Photo object pointing records
━━━━━━
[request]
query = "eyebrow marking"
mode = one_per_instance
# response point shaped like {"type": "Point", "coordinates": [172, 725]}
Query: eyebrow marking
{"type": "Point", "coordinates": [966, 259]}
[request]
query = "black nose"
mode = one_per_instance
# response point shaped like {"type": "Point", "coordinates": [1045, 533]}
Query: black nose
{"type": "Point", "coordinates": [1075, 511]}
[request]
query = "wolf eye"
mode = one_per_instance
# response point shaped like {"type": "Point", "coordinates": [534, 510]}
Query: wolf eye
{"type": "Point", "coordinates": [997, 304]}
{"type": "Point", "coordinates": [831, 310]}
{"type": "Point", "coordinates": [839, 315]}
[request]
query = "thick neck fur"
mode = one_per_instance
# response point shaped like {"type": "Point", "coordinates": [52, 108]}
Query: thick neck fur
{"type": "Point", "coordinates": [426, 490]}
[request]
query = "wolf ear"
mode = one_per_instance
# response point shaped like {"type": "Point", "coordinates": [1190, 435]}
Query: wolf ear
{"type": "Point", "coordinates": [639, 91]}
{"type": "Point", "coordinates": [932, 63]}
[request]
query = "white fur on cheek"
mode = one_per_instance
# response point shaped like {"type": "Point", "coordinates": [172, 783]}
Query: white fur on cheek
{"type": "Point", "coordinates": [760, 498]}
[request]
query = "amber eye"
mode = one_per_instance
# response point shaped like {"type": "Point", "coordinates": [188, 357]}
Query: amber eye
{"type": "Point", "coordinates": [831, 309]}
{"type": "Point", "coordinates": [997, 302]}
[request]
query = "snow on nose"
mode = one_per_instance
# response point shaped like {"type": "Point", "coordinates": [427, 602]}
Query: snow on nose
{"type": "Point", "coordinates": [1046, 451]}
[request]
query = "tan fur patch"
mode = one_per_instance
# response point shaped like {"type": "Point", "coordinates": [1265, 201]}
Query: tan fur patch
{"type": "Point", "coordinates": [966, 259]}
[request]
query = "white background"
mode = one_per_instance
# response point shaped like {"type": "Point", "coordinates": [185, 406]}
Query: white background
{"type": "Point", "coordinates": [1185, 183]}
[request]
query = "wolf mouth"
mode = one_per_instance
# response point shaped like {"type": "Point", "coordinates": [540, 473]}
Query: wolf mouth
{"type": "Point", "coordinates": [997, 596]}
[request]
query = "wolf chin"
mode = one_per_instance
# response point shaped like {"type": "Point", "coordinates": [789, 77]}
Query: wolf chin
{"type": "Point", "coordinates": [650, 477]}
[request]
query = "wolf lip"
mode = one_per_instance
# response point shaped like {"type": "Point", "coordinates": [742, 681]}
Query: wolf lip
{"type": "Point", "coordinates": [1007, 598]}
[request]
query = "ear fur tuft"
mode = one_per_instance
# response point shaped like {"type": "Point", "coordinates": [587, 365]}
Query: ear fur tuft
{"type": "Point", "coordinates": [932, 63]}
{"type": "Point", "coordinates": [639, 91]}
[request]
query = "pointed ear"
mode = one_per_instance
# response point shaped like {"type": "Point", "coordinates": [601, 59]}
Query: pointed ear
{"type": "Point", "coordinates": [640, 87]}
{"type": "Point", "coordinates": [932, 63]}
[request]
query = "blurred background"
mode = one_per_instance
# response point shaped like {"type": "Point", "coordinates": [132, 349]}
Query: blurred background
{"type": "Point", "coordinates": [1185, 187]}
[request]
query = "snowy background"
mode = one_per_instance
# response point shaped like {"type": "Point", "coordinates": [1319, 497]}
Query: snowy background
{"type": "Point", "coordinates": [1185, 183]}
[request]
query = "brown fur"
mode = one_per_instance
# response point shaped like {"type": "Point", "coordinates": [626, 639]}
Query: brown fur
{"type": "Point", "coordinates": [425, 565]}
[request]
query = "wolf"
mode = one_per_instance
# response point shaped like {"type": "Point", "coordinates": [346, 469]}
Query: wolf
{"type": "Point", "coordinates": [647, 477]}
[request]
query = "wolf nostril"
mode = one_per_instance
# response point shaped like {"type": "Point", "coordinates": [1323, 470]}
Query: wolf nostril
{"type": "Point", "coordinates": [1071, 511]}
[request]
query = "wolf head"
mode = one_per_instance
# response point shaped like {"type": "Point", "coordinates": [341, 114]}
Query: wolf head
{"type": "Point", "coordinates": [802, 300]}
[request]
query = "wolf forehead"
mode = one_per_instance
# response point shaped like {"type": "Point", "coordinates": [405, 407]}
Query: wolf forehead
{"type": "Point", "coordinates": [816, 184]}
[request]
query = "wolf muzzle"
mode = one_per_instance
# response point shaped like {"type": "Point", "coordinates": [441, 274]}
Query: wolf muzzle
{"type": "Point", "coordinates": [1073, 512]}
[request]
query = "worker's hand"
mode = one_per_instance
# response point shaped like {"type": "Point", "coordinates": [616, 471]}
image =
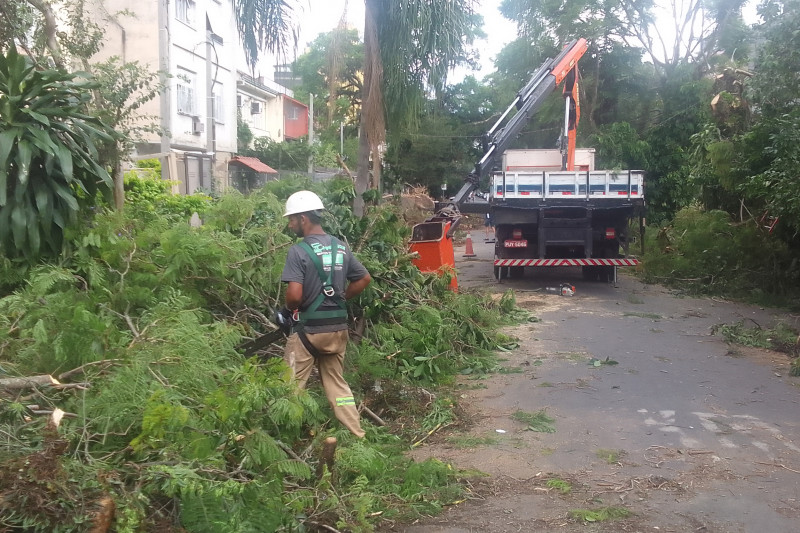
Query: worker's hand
{"type": "Point", "coordinates": [284, 320]}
━━━━━━
# [What is being asked]
In the copy, include all records verbatim but no images.

# [Response for this exercise]
[request]
query = "eyebrow marking"
mode = one_per_instance
# response point shaped like {"type": "Point", "coordinates": [172, 725]}
Query: eyebrow marking
{"type": "Point", "coordinates": [966, 259]}
[request]
query = "black nose"
mode = one_per_instance
# response point shaped like {"type": "Point", "coordinates": [1045, 533]}
Query: black nose
{"type": "Point", "coordinates": [1075, 511]}
[request]
query = "wolf eye"
mode = one_per_instance
# response point shaped like {"type": "Point", "coordinates": [534, 510]}
Query: wolf eye
{"type": "Point", "coordinates": [997, 304]}
{"type": "Point", "coordinates": [831, 310]}
{"type": "Point", "coordinates": [839, 315]}
[request]
query = "thick neck fur"
mode = one_per_instance
# response point shaped like {"type": "Point", "coordinates": [52, 108]}
Query: thick neck fur
{"type": "Point", "coordinates": [426, 490]}
[request]
query = "wolf ear"
mode = one_per_instance
# response point shaped like {"type": "Point", "coordinates": [1190, 435]}
Query: wolf ear
{"type": "Point", "coordinates": [639, 91]}
{"type": "Point", "coordinates": [932, 63]}
[request]
query = "white fur on cheek"
mode = one_per_instance
# response point shaped like {"type": "Point", "coordinates": [172, 783]}
Query: white fur on cheek
{"type": "Point", "coordinates": [760, 498]}
[request]
query = "amber eye"
mode = one_per_instance
# response point shaped like {"type": "Point", "coordinates": [188, 357]}
Query: amber eye
{"type": "Point", "coordinates": [831, 309]}
{"type": "Point", "coordinates": [997, 302]}
[request]
query = "snow on nose"
mode = one_per_instance
# response point shaped like {"type": "Point", "coordinates": [427, 602]}
Query: snow on nose
{"type": "Point", "coordinates": [1046, 451]}
[request]
query = "tan fur patch"
mode = one_per_instance
# response point shaped like {"type": "Point", "coordinates": [1265, 201]}
Query: tan fur patch
{"type": "Point", "coordinates": [966, 259]}
[request]
query = "white background"
mode = one_per_instance
# response point shaped like {"type": "Point", "coordinates": [185, 406]}
Query: white background
{"type": "Point", "coordinates": [1185, 183]}
[request]
query = "wolf mouth"
mode = one_per_instance
# response point shaped like {"type": "Point", "coordinates": [540, 473]}
Query: wolf mouth
{"type": "Point", "coordinates": [997, 596]}
[request]
query = "wolf chin"
mode = one_per_instance
# response point shaped like {"type": "Point", "coordinates": [789, 77]}
Query: wolf chin
{"type": "Point", "coordinates": [650, 477]}
[request]
query = "wolf lip"
mode = one_per_instance
# response point shaped like {"type": "Point", "coordinates": [742, 681]}
Query: wolf lip
{"type": "Point", "coordinates": [1007, 598]}
[request]
query = "ear fur tuft"
mode = one_per_instance
# response point shaped like {"type": "Point", "coordinates": [587, 365]}
Query: ear fur tuft
{"type": "Point", "coordinates": [932, 63]}
{"type": "Point", "coordinates": [639, 91]}
[request]
query = "pointed ear"
mode = one_per_instance
# response point shaped like {"type": "Point", "coordinates": [601, 59]}
Query: pointed ear
{"type": "Point", "coordinates": [640, 87]}
{"type": "Point", "coordinates": [932, 63]}
[request]
query = "blurred background"
mode = one_per_instance
# response point shaped like {"type": "Point", "coordinates": [132, 349]}
Query: blurred background
{"type": "Point", "coordinates": [1185, 187]}
[request]
query = "snowy background"
mode = one_per_instance
# response point shaped like {"type": "Point", "coordinates": [1319, 497]}
Query: snowy background
{"type": "Point", "coordinates": [1185, 183]}
[request]
query = "brown fur"
mode = one_per_instance
# response point shaped like {"type": "Point", "coordinates": [626, 639]}
Query: brown fur
{"type": "Point", "coordinates": [425, 565]}
[request]
query = "wolf"
mode = one_per_instance
# response point shaped like {"type": "Point", "coordinates": [346, 469]}
Query: wolf
{"type": "Point", "coordinates": [647, 477]}
[request]
query = "wolf nostril"
mode = one_per_instance
# response point shaped like {"type": "Point", "coordinates": [1323, 470]}
Query: wolf nostril
{"type": "Point", "coordinates": [1071, 511]}
[request]
query = "wolf head"
mode = one_per_instance
# response point shaped like {"type": "Point", "coordinates": [341, 114]}
Query: wolf head
{"type": "Point", "coordinates": [802, 300]}
[request]
query = "wolf forehead"
mode = one_per_instance
# response point shaped like {"type": "Point", "coordinates": [405, 407]}
Query: wolf forehead
{"type": "Point", "coordinates": [816, 184]}
[request]
query = "wolf muzzle"
mode = one_per_instance
# response point shaped like {"type": "Point", "coordinates": [441, 274]}
Query: wolf muzzle
{"type": "Point", "coordinates": [1073, 512]}
[request]
query = "worker's hand"
mode = one_per_instance
# response point shaped like {"type": "Point", "coordinates": [616, 471]}
image =
Query: worker's hand
{"type": "Point", "coordinates": [284, 320]}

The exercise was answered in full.